Go through the material and copy every line in which "light" appears.

━━━━━━

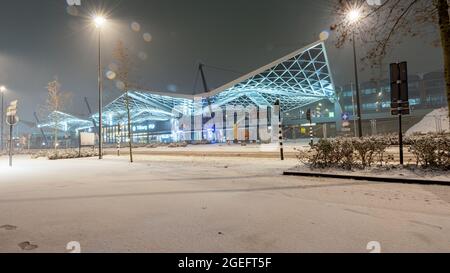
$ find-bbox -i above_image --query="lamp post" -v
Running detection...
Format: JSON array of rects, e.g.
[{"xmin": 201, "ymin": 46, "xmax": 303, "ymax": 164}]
[
  {"xmin": 1, "ymin": 86, "xmax": 6, "ymax": 152},
  {"xmin": 94, "ymin": 15, "xmax": 106, "ymax": 159},
  {"xmin": 347, "ymin": 9, "xmax": 363, "ymax": 138}
]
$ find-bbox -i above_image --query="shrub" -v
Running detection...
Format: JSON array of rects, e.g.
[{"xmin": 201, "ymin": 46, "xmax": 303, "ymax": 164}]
[
  {"xmin": 407, "ymin": 133, "xmax": 450, "ymax": 170},
  {"xmin": 335, "ymin": 138, "xmax": 356, "ymax": 170},
  {"xmin": 310, "ymin": 139, "xmax": 340, "ymax": 168},
  {"xmin": 32, "ymin": 149, "xmax": 99, "ymax": 160},
  {"xmin": 297, "ymin": 133, "xmax": 450, "ymax": 171},
  {"xmin": 297, "ymin": 136, "xmax": 390, "ymax": 170},
  {"xmin": 352, "ymin": 137, "xmax": 390, "ymax": 168},
  {"xmin": 168, "ymin": 142, "xmax": 189, "ymax": 148}
]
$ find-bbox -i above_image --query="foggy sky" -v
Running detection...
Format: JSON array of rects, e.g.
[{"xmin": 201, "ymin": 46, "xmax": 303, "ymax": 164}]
[{"xmin": 0, "ymin": 0, "xmax": 444, "ymax": 125}]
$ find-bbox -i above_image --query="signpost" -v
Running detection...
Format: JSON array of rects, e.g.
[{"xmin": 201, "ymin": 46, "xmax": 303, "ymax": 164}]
[
  {"xmin": 116, "ymin": 123, "xmax": 122, "ymax": 157},
  {"xmin": 274, "ymin": 100, "xmax": 284, "ymax": 161},
  {"xmin": 390, "ymin": 62, "xmax": 410, "ymax": 166},
  {"xmin": 341, "ymin": 112, "xmax": 351, "ymax": 132},
  {"xmin": 6, "ymin": 100, "xmax": 19, "ymax": 167},
  {"xmin": 79, "ymin": 132, "xmax": 96, "ymax": 157},
  {"xmin": 306, "ymin": 109, "xmax": 313, "ymax": 145}
]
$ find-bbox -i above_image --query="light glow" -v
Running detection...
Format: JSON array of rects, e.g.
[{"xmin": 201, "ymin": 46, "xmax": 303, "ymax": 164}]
[
  {"xmin": 94, "ymin": 16, "xmax": 106, "ymax": 28},
  {"xmin": 347, "ymin": 9, "xmax": 362, "ymax": 24}
]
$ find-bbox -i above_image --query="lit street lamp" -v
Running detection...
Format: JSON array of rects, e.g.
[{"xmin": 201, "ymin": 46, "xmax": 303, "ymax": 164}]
[
  {"xmin": 94, "ymin": 15, "xmax": 106, "ymax": 159},
  {"xmin": 1, "ymin": 85, "xmax": 6, "ymax": 152},
  {"xmin": 347, "ymin": 8, "xmax": 363, "ymax": 138}
]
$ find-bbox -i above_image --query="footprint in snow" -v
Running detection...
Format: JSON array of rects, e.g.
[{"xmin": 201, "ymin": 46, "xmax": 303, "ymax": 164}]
[
  {"xmin": 18, "ymin": 241, "xmax": 38, "ymax": 251},
  {"xmin": 0, "ymin": 225, "xmax": 17, "ymax": 231}
]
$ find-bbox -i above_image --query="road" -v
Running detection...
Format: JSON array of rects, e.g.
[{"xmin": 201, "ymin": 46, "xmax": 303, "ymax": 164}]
[{"xmin": 0, "ymin": 154, "xmax": 449, "ymax": 252}]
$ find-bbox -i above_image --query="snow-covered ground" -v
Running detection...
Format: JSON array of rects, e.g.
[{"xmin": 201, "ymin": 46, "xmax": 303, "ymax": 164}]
[
  {"xmin": 1, "ymin": 155, "xmax": 450, "ymax": 253},
  {"xmin": 406, "ymin": 108, "xmax": 449, "ymax": 136},
  {"xmin": 291, "ymin": 165, "xmax": 450, "ymax": 182}
]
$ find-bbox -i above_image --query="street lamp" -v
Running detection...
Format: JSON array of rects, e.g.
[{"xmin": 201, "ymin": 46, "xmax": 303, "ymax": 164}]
[
  {"xmin": 347, "ymin": 8, "xmax": 363, "ymax": 138},
  {"xmin": 93, "ymin": 15, "xmax": 106, "ymax": 159},
  {"xmin": 94, "ymin": 16, "xmax": 106, "ymax": 28},
  {"xmin": 1, "ymin": 85, "xmax": 6, "ymax": 152},
  {"xmin": 347, "ymin": 9, "xmax": 361, "ymax": 24}
]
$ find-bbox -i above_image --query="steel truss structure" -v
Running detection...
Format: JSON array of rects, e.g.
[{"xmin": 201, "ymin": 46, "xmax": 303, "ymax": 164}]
[
  {"xmin": 40, "ymin": 40, "xmax": 336, "ymax": 131},
  {"xmin": 97, "ymin": 40, "xmax": 336, "ymax": 125},
  {"xmin": 38, "ymin": 111, "xmax": 93, "ymax": 132}
]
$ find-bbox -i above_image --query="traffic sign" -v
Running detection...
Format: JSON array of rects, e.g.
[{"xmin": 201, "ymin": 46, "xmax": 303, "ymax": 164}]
[
  {"xmin": 390, "ymin": 62, "xmax": 408, "ymax": 166},
  {"xmin": 341, "ymin": 112, "xmax": 350, "ymax": 121},
  {"xmin": 6, "ymin": 115, "xmax": 19, "ymax": 126},
  {"xmin": 6, "ymin": 100, "xmax": 19, "ymax": 167},
  {"xmin": 390, "ymin": 62, "xmax": 409, "ymax": 116}
]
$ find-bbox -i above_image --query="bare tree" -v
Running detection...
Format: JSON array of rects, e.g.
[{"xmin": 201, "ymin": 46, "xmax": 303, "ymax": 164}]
[
  {"xmin": 112, "ymin": 40, "xmax": 136, "ymax": 163},
  {"xmin": 331, "ymin": 0, "xmax": 450, "ymax": 118},
  {"xmin": 45, "ymin": 78, "xmax": 72, "ymax": 151}
]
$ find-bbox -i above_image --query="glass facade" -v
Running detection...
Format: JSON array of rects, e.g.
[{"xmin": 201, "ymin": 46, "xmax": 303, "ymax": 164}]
[
  {"xmin": 93, "ymin": 41, "xmax": 337, "ymax": 143},
  {"xmin": 38, "ymin": 41, "xmax": 344, "ymax": 142}
]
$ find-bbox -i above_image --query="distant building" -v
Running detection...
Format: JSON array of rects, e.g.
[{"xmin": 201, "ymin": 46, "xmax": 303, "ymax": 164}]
[{"xmin": 336, "ymin": 71, "xmax": 447, "ymax": 136}]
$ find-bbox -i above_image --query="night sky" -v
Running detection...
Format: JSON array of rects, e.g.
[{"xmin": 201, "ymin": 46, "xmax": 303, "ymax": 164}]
[{"xmin": 0, "ymin": 0, "xmax": 444, "ymax": 125}]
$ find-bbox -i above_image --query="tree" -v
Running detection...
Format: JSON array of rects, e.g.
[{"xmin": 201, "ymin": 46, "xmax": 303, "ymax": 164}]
[
  {"xmin": 331, "ymin": 0, "xmax": 450, "ymax": 118},
  {"xmin": 112, "ymin": 40, "xmax": 135, "ymax": 163},
  {"xmin": 45, "ymin": 78, "xmax": 71, "ymax": 150}
]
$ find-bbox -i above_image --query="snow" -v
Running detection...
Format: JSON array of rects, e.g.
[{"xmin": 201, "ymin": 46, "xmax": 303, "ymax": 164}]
[
  {"xmin": 406, "ymin": 107, "xmax": 449, "ymax": 136},
  {"xmin": 1, "ymin": 155, "xmax": 450, "ymax": 252}
]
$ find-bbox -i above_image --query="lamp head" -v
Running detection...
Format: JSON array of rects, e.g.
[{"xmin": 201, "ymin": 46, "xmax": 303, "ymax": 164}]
[
  {"xmin": 0, "ymin": 86, "xmax": 6, "ymax": 93},
  {"xmin": 347, "ymin": 9, "xmax": 362, "ymax": 24},
  {"xmin": 94, "ymin": 16, "xmax": 106, "ymax": 28}
]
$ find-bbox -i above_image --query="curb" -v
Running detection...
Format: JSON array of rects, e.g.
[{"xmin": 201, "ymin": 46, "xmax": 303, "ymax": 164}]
[{"xmin": 283, "ymin": 171, "xmax": 450, "ymax": 186}]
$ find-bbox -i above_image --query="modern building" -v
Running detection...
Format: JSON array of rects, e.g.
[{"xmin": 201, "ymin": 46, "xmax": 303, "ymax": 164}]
[
  {"xmin": 33, "ymin": 111, "xmax": 94, "ymax": 148},
  {"xmin": 337, "ymin": 71, "xmax": 448, "ymax": 136},
  {"xmin": 93, "ymin": 40, "xmax": 339, "ymax": 144},
  {"xmin": 36, "ymin": 39, "xmax": 448, "ymax": 146}
]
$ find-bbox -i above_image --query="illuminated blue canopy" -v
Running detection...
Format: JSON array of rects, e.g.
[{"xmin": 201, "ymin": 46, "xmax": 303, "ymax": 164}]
[
  {"xmin": 38, "ymin": 111, "xmax": 93, "ymax": 132},
  {"xmin": 97, "ymin": 40, "xmax": 337, "ymax": 125}
]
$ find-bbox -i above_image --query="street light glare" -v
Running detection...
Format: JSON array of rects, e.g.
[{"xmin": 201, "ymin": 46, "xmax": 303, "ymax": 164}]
[
  {"xmin": 0, "ymin": 86, "xmax": 6, "ymax": 93},
  {"xmin": 94, "ymin": 16, "xmax": 106, "ymax": 28},
  {"xmin": 347, "ymin": 9, "xmax": 362, "ymax": 24}
]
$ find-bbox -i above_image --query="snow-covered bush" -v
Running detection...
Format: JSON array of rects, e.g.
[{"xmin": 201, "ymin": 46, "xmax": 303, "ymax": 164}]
[
  {"xmin": 146, "ymin": 143, "xmax": 160, "ymax": 148},
  {"xmin": 407, "ymin": 133, "xmax": 450, "ymax": 170},
  {"xmin": 297, "ymin": 136, "xmax": 391, "ymax": 170},
  {"xmin": 335, "ymin": 138, "xmax": 356, "ymax": 170},
  {"xmin": 297, "ymin": 133, "xmax": 450, "ymax": 171},
  {"xmin": 31, "ymin": 150, "xmax": 49, "ymax": 159},
  {"xmin": 310, "ymin": 139, "xmax": 340, "ymax": 168},
  {"xmin": 168, "ymin": 142, "xmax": 188, "ymax": 148},
  {"xmin": 352, "ymin": 137, "xmax": 391, "ymax": 168},
  {"xmin": 31, "ymin": 149, "xmax": 99, "ymax": 160}
]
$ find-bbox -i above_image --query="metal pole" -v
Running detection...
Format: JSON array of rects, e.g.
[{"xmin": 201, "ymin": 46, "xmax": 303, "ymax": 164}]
[
  {"xmin": 117, "ymin": 123, "xmax": 121, "ymax": 157},
  {"xmin": 399, "ymin": 113, "xmax": 404, "ymax": 166},
  {"xmin": 352, "ymin": 31, "xmax": 363, "ymax": 138},
  {"xmin": 98, "ymin": 28, "xmax": 103, "ymax": 159},
  {"xmin": 1, "ymin": 92, "xmax": 4, "ymax": 151},
  {"xmin": 350, "ymin": 83, "xmax": 358, "ymax": 137},
  {"xmin": 275, "ymin": 100, "xmax": 284, "ymax": 161},
  {"xmin": 9, "ymin": 124, "xmax": 13, "ymax": 167}
]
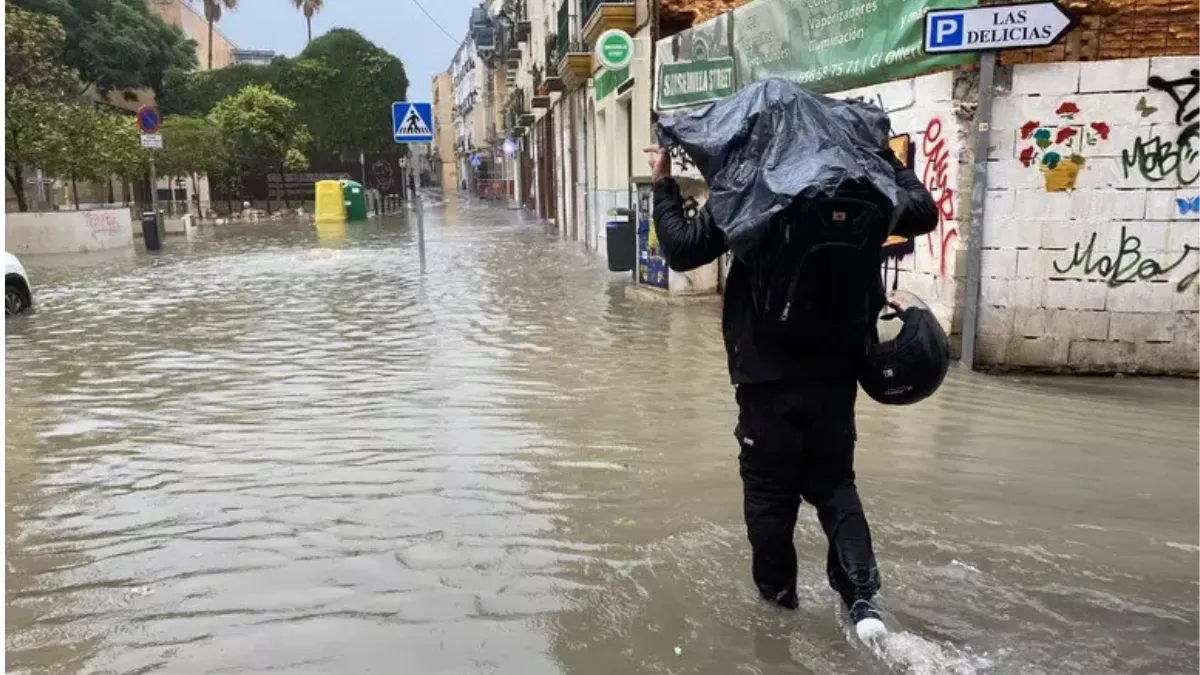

━━━━━━

### Expected answer:
$ find-bbox -i above_image --query="light glow" -v
$ find-bbox -i above_image --query="street light glare" -v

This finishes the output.